** start EXERCISE INPUT **

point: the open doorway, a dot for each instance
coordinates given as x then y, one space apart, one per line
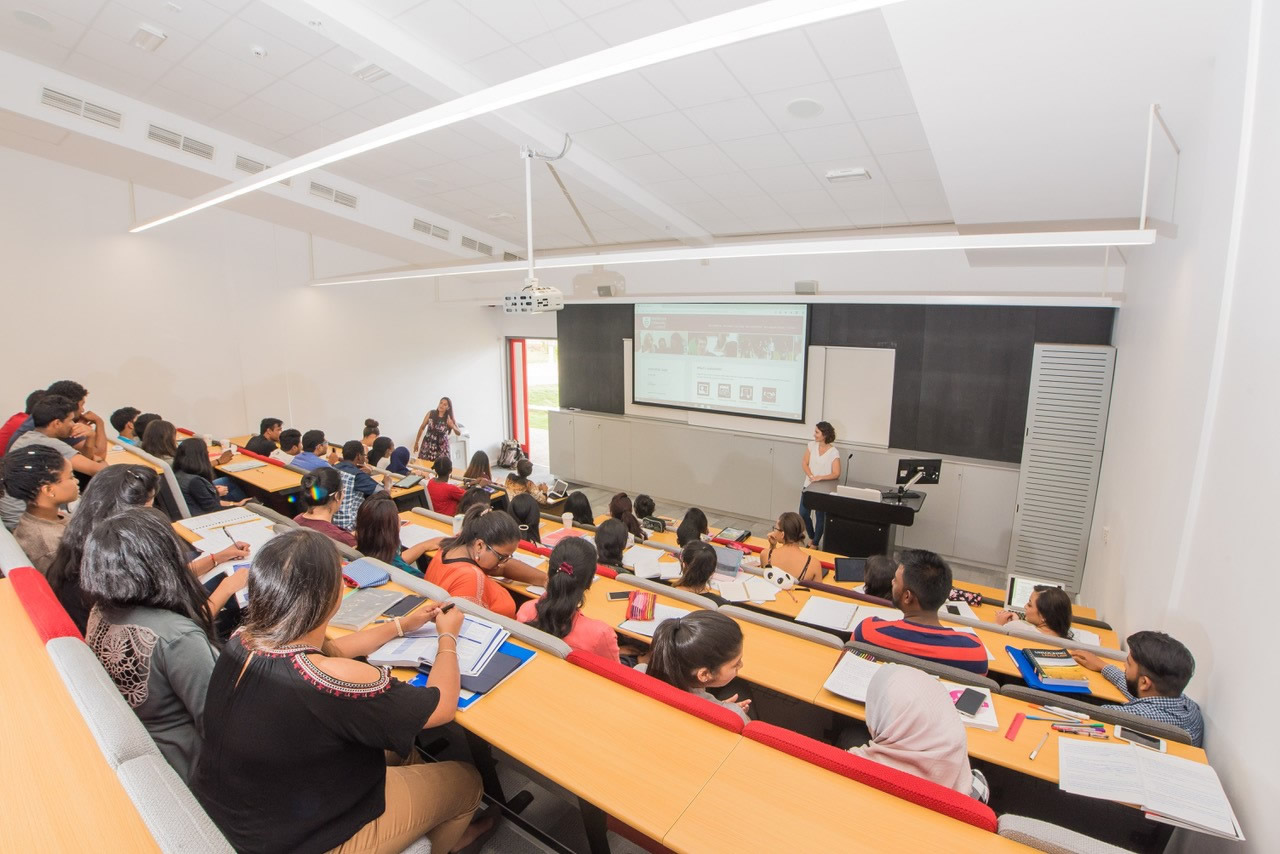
534 370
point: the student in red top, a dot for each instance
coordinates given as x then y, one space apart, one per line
560 611
444 494
466 563
920 587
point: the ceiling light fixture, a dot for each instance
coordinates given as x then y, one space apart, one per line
147 37
787 249
708 33
845 176
805 108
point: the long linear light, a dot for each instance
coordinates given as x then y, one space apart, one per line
718 31
846 246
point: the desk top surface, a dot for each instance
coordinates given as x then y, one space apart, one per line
58 794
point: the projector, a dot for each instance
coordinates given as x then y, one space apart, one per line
534 298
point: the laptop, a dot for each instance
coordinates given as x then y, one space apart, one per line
1019 590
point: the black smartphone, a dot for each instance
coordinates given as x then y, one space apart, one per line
970 702
403 606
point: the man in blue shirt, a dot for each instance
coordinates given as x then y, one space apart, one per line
1152 680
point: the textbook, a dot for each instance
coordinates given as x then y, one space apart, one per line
1056 667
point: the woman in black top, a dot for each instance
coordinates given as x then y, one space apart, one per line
297 731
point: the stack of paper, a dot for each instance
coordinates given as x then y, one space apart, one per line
1170 789
661 612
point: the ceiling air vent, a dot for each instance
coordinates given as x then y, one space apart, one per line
426 228
77 106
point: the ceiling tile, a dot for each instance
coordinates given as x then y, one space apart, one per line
775 105
695 80
773 62
449 28
734 119
776 179
612 142
877 95
635 19
828 144
895 133
666 132
627 96
854 45
759 153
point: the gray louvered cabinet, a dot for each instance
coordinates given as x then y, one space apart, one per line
1066 421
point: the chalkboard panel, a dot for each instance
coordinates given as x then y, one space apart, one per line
961 374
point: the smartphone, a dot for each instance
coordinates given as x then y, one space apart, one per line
1141 739
970 702
403 606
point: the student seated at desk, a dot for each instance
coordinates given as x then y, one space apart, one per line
519 483
321 496
123 421
53 423
466 563
696 566
579 507
915 729
920 587
378 535
160 439
878 576
693 528
291 446
44 479
698 652
196 479
1153 679
620 508
611 540
444 493
151 628
785 549
1048 611
529 517
297 731
560 611
268 435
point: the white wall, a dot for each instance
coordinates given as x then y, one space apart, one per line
209 320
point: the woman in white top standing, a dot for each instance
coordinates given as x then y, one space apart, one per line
821 474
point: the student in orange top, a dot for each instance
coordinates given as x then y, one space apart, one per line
467 563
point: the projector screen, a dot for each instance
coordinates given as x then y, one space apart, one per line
736 359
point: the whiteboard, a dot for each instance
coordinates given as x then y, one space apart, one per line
858 393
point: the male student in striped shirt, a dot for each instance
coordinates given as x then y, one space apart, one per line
920 587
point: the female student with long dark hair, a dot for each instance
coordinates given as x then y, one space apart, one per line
321 496
297 731
620 508
698 652
44 479
151 629
433 435
378 525
560 611
466 563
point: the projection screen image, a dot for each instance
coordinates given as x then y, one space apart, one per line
736 359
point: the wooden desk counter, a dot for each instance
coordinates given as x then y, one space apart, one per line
755 803
58 794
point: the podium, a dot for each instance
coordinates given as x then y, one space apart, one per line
862 528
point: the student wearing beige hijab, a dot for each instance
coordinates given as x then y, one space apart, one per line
915 729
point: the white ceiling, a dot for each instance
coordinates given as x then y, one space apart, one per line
709 135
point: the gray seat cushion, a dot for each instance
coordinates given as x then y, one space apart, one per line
118 731
170 812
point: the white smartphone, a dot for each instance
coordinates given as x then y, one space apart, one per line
1141 739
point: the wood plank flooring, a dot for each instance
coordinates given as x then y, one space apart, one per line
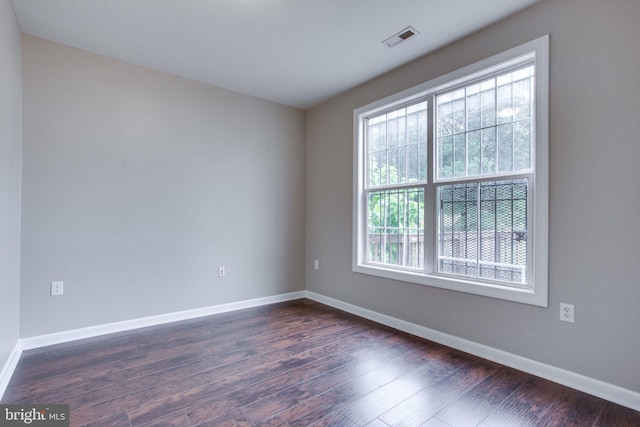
298 363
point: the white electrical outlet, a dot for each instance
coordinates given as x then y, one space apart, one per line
567 312
57 288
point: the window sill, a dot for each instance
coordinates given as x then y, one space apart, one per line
525 296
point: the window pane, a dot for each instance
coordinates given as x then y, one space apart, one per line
482 230
493 117
396 227
397 146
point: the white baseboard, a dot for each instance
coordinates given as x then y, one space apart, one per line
580 382
126 325
9 367
613 393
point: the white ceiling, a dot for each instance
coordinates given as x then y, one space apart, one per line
295 52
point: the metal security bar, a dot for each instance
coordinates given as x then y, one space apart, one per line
483 230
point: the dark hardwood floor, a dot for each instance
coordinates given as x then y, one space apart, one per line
298 363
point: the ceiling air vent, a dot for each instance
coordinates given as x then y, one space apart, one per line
403 35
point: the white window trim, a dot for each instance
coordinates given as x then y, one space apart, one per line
537 293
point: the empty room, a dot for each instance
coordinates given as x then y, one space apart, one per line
319 213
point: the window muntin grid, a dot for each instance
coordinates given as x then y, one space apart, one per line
485 128
533 169
395 233
483 229
397 146
396 162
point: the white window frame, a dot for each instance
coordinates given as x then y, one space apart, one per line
536 292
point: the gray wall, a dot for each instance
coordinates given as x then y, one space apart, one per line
137 184
594 200
10 175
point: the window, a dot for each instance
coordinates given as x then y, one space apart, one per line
451 180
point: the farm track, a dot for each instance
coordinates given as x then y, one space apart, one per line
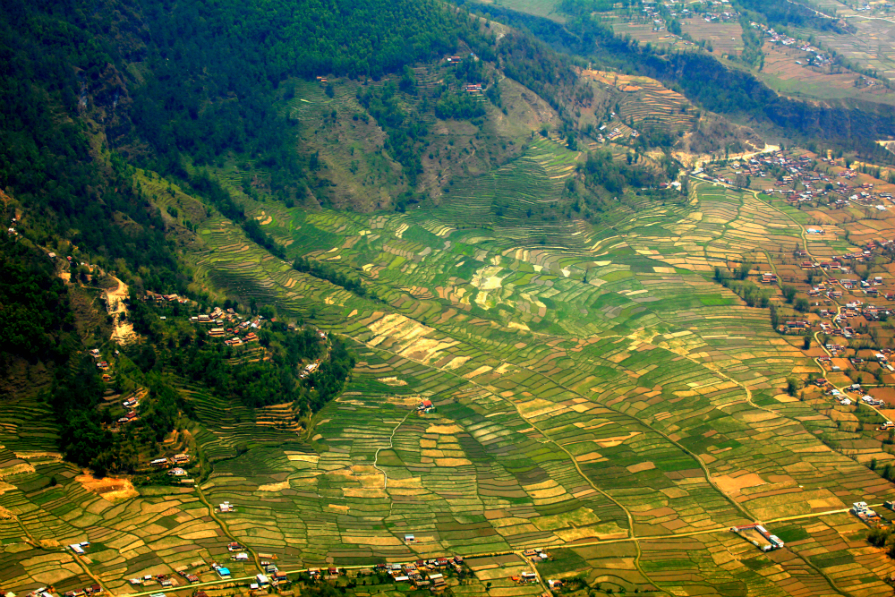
518 552
391 446
224 528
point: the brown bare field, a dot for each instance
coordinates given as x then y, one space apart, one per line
110 488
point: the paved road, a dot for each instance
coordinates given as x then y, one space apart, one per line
769 522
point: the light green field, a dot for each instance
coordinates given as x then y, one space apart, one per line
638 404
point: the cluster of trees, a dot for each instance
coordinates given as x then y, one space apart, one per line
324 271
602 170
406 132
213 192
225 372
459 106
84 436
792 14
37 319
752 294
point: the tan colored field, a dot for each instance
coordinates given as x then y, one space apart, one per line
109 488
734 485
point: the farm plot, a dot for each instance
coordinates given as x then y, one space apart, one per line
590 390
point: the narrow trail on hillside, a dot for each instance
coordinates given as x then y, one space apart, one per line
122 331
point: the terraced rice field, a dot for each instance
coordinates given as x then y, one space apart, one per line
596 393
648 103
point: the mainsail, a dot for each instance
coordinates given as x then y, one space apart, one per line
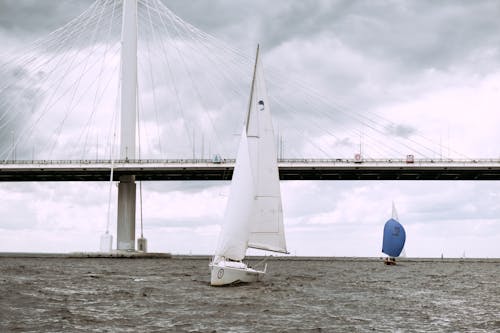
394 236
254 213
267 230
236 227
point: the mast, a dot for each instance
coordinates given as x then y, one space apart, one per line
127 186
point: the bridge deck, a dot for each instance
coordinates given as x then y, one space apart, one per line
289 169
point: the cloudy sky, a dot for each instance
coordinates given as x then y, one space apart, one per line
417 67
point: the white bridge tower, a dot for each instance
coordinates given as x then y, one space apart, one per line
127 187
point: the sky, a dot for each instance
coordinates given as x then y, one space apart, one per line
429 67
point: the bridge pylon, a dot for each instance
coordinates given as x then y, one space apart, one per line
127 187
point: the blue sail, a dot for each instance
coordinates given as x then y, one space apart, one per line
394 238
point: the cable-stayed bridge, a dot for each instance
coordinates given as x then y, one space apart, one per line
128 91
289 169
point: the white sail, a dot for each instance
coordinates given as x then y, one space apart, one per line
267 230
233 239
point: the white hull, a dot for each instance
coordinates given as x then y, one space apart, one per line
226 273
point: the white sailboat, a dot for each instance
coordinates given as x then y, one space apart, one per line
254 213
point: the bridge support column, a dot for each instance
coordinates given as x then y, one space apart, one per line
127 188
126 214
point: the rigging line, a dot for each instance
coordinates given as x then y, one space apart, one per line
112 143
376 130
53 100
355 115
138 115
152 55
112 75
54 34
30 56
101 72
27 128
238 53
292 108
196 88
153 83
72 106
48 60
307 138
179 102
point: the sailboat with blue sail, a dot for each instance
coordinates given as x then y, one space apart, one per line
394 238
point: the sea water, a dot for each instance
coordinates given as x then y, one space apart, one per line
173 295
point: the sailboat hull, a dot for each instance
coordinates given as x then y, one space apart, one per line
226 273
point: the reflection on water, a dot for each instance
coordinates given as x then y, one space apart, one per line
130 295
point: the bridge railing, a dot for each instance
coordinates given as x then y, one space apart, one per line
332 161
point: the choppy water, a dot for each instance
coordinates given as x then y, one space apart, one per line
148 295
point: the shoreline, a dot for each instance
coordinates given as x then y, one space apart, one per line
160 255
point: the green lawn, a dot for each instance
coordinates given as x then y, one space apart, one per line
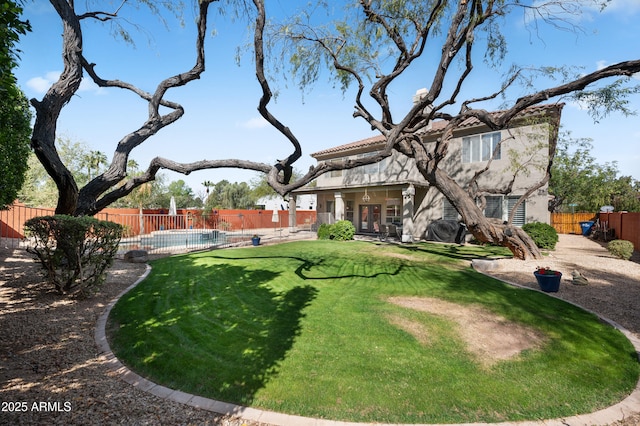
304 328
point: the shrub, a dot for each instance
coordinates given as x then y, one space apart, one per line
73 251
621 249
342 230
545 236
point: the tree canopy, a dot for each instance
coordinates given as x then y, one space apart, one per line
369 45
579 183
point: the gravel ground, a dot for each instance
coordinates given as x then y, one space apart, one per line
51 371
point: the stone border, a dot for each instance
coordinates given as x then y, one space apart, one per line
619 411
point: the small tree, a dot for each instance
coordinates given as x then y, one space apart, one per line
579 182
74 251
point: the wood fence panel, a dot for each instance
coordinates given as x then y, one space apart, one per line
569 223
626 226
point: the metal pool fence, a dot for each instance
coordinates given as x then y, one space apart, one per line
187 230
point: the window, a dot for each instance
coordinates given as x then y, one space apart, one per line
336 173
499 207
480 147
394 210
448 211
369 169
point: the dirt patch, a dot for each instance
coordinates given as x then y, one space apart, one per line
490 337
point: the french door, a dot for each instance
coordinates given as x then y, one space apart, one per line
369 214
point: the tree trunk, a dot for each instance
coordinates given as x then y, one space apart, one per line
484 229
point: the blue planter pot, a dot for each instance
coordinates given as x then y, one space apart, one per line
548 283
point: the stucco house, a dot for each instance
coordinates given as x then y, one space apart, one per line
393 192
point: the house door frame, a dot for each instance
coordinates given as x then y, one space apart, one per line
369 214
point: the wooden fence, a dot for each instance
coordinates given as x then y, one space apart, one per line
569 223
151 220
623 225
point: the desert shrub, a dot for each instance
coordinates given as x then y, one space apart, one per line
622 249
73 251
342 230
545 236
324 231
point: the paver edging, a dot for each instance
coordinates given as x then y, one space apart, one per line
609 415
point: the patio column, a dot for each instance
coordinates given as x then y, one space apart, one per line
292 214
408 196
339 206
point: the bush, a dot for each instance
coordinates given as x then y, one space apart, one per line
342 230
73 251
621 249
545 236
324 231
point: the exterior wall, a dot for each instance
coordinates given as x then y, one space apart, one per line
526 146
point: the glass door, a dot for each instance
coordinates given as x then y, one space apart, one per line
369 214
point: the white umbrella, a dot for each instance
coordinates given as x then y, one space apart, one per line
172 207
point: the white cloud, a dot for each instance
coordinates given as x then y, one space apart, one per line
255 123
40 85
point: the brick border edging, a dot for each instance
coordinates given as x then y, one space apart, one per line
629 405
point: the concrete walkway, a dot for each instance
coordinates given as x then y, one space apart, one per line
618 412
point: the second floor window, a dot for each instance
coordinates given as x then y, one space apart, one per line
480 147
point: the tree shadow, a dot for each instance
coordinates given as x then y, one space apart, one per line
306 265
223 333
457 251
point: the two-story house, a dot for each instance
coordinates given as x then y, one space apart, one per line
394 192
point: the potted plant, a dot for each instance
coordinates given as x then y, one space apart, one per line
548 279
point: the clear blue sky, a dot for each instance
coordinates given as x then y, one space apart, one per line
221 120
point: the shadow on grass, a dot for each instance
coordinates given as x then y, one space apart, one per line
583 337
235 329
307 265
459 252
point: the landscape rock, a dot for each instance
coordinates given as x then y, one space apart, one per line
136 256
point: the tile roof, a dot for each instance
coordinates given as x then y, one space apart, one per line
436 127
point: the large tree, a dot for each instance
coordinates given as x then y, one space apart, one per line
15 117
373 46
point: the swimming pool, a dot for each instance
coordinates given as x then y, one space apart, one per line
185 239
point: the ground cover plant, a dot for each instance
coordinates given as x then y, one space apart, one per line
359 331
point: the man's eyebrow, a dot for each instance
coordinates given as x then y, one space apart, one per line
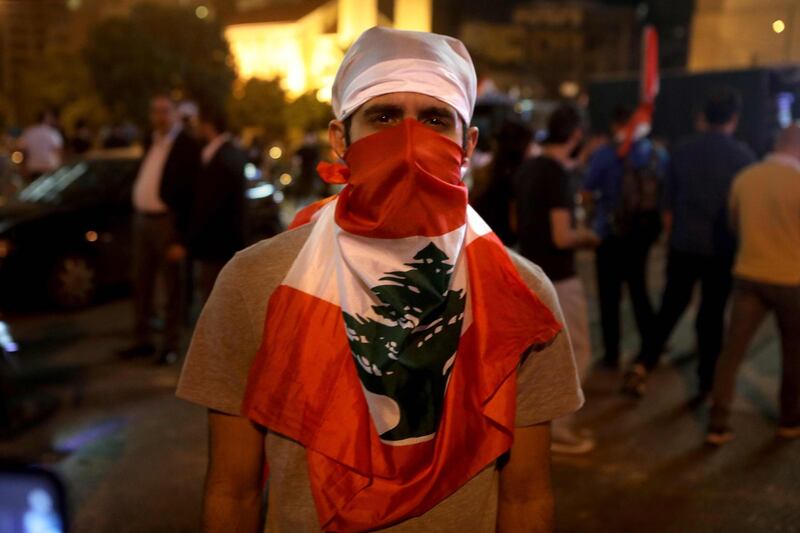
377 109
438 111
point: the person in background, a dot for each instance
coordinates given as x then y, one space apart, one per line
621 258
42 145
81 141
494 202
544 200
765 212
162 202
217 221
701 245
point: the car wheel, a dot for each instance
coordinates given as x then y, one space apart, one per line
73 281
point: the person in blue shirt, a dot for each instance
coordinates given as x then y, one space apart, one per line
621 258
701 243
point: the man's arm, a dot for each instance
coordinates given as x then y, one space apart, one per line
233 490
526 500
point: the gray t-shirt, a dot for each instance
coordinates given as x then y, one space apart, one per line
229 334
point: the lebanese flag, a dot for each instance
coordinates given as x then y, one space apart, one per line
396 409
640 122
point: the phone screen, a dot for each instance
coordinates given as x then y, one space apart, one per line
31 501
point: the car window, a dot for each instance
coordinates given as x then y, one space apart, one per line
97 180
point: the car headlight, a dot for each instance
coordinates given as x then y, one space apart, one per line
5 248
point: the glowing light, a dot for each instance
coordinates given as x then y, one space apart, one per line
251 172
325 94
260 191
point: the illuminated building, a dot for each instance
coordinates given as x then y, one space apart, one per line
303 43
744 33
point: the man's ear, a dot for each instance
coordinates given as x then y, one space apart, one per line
472 142
337 137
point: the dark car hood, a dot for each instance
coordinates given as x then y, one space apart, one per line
18 213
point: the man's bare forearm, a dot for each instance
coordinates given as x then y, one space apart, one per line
223 512
526 516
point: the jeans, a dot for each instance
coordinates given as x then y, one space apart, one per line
621 261
684 270
752 301
152 237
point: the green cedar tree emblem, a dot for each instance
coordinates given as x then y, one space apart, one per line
404 355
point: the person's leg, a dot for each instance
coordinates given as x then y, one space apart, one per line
787 307
609 287
145 271
710 324
748 312
174 285
636 278
572 298
682 274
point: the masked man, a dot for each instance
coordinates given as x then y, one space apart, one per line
389 360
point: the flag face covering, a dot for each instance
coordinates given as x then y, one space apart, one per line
390 349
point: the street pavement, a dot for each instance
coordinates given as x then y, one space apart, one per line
133 456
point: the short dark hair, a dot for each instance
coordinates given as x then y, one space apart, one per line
562 124
722 105
214 116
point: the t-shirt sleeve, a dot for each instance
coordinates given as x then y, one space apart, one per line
224 343
547 380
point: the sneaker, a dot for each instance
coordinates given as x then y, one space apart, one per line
568 442
635 381
137 350
719 436
789 432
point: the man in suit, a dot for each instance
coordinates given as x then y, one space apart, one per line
161 201
216 224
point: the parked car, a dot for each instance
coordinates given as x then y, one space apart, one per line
68 234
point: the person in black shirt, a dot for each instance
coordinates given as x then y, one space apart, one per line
545 203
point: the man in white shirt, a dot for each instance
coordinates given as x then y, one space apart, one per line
161 200
42 145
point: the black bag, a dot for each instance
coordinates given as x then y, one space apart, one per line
640 198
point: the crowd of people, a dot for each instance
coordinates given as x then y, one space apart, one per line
730 225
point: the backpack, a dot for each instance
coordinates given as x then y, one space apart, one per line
640 198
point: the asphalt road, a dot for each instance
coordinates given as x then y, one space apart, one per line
133 456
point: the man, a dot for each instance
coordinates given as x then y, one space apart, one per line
216 226
701 246
765 211
161 200
621 258
545 204
42 145
367 326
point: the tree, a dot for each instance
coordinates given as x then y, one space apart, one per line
158 48
407 354
260 104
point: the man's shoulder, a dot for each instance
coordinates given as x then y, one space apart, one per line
535 278
266 262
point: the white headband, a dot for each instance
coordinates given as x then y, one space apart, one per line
384 61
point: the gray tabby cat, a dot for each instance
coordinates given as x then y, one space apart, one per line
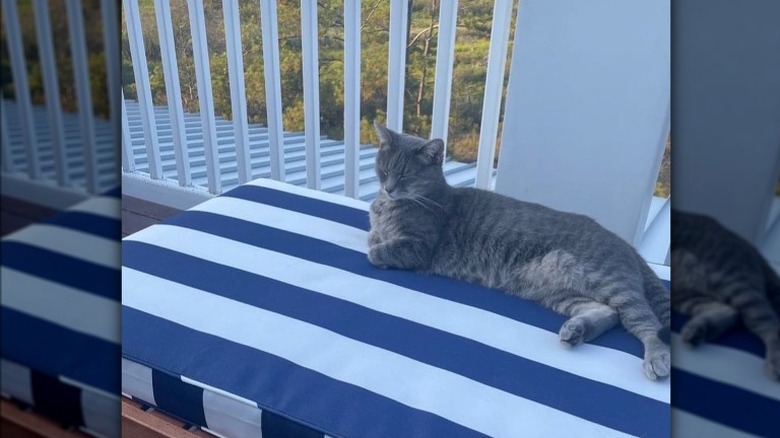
720 279
565 262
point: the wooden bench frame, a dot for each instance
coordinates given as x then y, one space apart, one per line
138 422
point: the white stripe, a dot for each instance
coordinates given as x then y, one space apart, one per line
72 243
71 308
88 388
483 408
602 364
662 271
219 391
337 233
229 417
301 191
323 229
15 380
137 381
686 425
102 206
726 365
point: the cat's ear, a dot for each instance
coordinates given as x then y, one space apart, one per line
432 151
384 134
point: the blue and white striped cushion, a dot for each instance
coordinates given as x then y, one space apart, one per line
720 388
260 304
60 312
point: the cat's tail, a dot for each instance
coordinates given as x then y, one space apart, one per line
657 295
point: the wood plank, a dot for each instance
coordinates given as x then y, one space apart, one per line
20 423
152 424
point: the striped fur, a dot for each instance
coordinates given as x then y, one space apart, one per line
720 280
566 262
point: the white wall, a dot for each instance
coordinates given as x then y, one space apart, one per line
587 111
726 86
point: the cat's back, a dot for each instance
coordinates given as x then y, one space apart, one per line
492 211
717 248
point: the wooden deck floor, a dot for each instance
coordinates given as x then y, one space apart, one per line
138 214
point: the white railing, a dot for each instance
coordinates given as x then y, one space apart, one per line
311 102
220 177
49 150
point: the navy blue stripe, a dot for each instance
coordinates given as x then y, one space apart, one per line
56 400
57 351
725 404
738 338
315 207
88 223
356 262
275 384
276 426
528 379
62 269
183 400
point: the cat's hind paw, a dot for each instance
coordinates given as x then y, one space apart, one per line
572 333
373 257
658 365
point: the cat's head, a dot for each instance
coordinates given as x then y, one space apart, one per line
408 166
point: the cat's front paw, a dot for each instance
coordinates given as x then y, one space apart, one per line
658 364
375 259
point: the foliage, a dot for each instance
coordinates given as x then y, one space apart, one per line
471 53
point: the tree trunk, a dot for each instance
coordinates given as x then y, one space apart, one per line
426 54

** end EXERCISE INPUT **

→ TASK BRIEF: Every line from the one containing "point: the white railing, a" through the last line of the entries must be written out verbatim, and no other line.

→ WRITTEN RESPONSE:
point: the white railing, a dot for each instance
coordinates given as x then y, one space apart, one per line
311 102
220 177
49 150
point: the navy blue stripe, a dot for each instance
coordinates given as x then y, one space apart, one per line
56 400
57 351
725 404
738 338
315 207
88 223
356 262
275 384
276 426
528 379
62 269
183 400
point: the cat's hind paw, a dot for each instance
coordinates given as x then y, one space apart, one per line
572 333
373 257
658 365
point: the cat's head, a dot for each instance
coordinates given as x then y, one space apart, one per line
408 166
point: the cat's front paw, a dot for each instance
coordinates given as x then y, one space apart, one per line
658 364
375 259
point: the foliage, a dot for each instance
coordinates given as x then y, one space apart, one per line
471 53
point: the tree trunk, a dot for each instance
coordinates given as x then y, one space apart, one per line
426 54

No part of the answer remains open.